Bacaan Pilihan:
┄┄┄┄┄┄┄┄┄┄

Berita Bekasi Nomor Satu

APINDO Desak Pemerintah Tunda Penerapan PPN 12 Persen

ILUSTRASI: Pekerja membenahi buah-buahan impor di Pasar Induk Cibitung, Senin (23/12). APINDO mendesak pemerintah untuk menunda penerapan PPN 12 persen yang direncanakan berlaku mulai Januari 2025. ARIESANT/RADAR BEKASI

RADARBEKASI.ID, BEKASI – Asosiasi Pengusaha Indonesia (APINDO) mendesak pemerintah untuk menunda penerapan Pajak Pertambahan Nilai (PPN) sebesar 12 persen yang direncanakan berlaku mulai Januari 2025. Pasalnya, penerapan PPN 12 persen dinilai dapat membebani biaya produksi.

Wakil Ketua Bidang Ketenagakerjaan APINDO, Darwoto, mengatakan pihaknya menyarankan kepada pemerintah untuk menunda PPN 12 persen pada tahun depan.

BACA JUGA: PPN 12 Persen Bikin Pengusaha di Bekasi Ketar-ketir

“Kami dari Apindo menyarankan supaya ini (PPN 12 persen,red) ditunda,” ucap Darwoto, baru-baru ini.
Menurutnya, meskipun bahan pokok tidak dikenakan PPN, barang-barang lain dalam rantai produksi tetap terdampak, khususnya pada biaya produksi. Misalnya, bahan baku yang tadinya dikenakan PPN 11 persen, akan naik menjadi 12 persen.

“Karena bagaimanapun juga meski bahan pokok itu tidak dikenakan PPN, tetapi barang-barang lain yang masuk dalam rantai proses produksi ini akan berdampak pada biaya produksi,” katanya.

Selain itu, Darwoto mengingatkan PPN 12 persen akan berdampak pada daya beli masyarakat, terutama untuk barang-barang premium seperti beras, buah-buahan, ikan, udang, dan daging.

┄┄┄┄┄┄┄┄┄┄

Materi yang Tersedia:
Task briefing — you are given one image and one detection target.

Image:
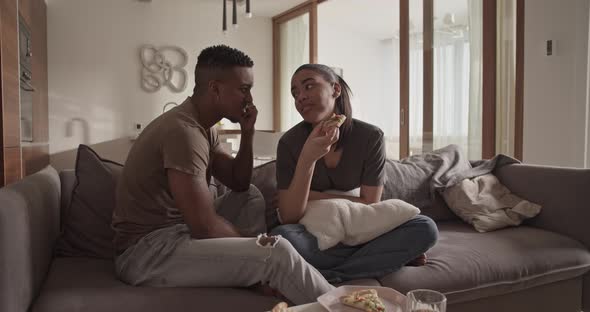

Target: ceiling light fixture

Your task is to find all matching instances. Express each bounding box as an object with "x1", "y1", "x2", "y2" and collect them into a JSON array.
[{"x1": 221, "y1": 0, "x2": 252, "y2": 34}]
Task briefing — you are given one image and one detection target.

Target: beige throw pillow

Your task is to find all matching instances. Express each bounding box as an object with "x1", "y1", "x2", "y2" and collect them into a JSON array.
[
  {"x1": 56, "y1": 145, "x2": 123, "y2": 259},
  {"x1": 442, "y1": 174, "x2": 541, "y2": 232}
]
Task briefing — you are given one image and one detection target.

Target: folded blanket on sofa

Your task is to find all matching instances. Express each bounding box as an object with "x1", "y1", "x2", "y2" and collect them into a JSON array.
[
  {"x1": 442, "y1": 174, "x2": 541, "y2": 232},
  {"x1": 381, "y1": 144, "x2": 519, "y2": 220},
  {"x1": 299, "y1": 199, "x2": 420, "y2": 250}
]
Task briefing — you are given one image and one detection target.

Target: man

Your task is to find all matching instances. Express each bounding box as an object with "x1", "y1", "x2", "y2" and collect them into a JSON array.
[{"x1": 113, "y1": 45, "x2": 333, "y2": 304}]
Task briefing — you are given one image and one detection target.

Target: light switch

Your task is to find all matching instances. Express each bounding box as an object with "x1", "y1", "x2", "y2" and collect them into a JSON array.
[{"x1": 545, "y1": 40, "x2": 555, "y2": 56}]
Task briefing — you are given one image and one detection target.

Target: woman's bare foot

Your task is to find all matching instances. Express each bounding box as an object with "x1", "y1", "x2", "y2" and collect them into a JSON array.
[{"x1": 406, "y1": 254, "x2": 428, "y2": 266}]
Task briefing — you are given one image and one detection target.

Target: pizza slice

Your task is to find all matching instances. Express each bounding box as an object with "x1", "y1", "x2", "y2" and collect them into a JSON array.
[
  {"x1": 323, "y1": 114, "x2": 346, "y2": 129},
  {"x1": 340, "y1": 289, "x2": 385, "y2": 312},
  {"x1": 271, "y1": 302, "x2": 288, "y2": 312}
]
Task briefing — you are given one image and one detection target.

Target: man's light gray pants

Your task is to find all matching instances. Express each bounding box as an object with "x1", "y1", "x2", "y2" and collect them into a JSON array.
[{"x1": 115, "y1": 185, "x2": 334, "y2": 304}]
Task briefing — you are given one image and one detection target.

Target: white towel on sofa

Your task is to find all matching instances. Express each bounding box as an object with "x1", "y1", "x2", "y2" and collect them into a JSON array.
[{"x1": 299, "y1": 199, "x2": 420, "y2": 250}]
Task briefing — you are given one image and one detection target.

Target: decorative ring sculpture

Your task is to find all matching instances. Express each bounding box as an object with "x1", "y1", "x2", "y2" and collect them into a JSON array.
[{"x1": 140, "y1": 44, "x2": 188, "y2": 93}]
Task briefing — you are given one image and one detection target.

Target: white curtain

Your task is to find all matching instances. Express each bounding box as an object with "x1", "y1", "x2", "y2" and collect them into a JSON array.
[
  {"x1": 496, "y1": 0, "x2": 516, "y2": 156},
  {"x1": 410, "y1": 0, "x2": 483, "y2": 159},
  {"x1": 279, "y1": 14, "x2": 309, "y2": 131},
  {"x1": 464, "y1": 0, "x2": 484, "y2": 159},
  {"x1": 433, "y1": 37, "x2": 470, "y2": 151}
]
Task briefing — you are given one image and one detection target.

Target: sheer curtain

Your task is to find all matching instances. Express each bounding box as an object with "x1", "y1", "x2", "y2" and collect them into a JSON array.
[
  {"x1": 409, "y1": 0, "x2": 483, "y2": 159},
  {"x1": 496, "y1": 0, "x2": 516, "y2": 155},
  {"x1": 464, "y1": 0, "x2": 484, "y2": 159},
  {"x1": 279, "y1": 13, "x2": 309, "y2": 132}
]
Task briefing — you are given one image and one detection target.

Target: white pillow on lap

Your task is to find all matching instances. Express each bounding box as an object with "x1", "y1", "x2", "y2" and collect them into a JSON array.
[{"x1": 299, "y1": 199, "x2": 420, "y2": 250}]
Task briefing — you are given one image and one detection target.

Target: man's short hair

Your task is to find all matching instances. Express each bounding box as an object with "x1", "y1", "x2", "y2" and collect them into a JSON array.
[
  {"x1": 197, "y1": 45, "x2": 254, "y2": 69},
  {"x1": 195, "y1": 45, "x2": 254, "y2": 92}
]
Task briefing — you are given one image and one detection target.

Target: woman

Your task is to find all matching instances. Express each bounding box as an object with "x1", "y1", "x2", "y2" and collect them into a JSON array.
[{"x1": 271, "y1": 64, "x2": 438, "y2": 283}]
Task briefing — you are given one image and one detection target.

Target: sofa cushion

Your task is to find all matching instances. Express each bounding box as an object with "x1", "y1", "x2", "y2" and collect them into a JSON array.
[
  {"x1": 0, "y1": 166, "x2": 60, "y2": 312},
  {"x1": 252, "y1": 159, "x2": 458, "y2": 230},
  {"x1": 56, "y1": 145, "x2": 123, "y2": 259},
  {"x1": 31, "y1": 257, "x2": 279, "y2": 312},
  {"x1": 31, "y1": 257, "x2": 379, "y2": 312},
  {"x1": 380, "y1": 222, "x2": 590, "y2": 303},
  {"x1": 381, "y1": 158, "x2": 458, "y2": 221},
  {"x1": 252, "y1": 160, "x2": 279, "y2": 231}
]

┄┄┄┄┄┄┄┄┄┄

Soal:
1/ Sebutkan semua barang premium yang menurut berita tentang PPN 12 persen akan terdampak pada daya beli masyarakat.
2/ Tuliskan ulang tanpa perubahan bagian berita tentang PPN 12 persen dari "Wakil Ketua Bidang" sampai "udang, dan daging.".
Materi tadi tidak perlu dipakai.

Jawaban:
1/ beras, buah-buahan, ikan, udang, daging

2/
Wakil Ketua Bidang Ketenagakerjaan APINDO, Darwoto, mengatakan pihaknya menyarankan kepada pemerintah untuk menunda PPN 12 persen pada tahun depan.

BACA JUGA: PPN 12 Persen Bikin Pengusaha di Bekasi Ketar-ketir

“Kami dari Apindo menyarankan supaya ini (PPN 12 persen,red) ditunda,” ucap Darwoto, baru-baru ini.
Menurutnya, meskipun bahan pokok tidak dikenakan PPN, barang-barang lain dalam rantai produksi tetap terdampak, khususnya pada biaya produksi. Misalnya, bahan baku yang tadinya dikenakan PPN 11 persen, akan naik menjadi 12 persen.

“Karena bagaimanapun juga meski bahan pokok itu tidak dikenakan PPN, tetapi barang-barang lain yang masuk dalam rantai proses produksi ini akan berdampak pada biaya produksi,” katanya.

Selain itu, Darwoto mengingatkan PPN 12 persen akan berdampak pada daya beli masyarakat, terutama untuk barang-barang premium seperti beras, buah-buahan, ikan, udang, dan daging.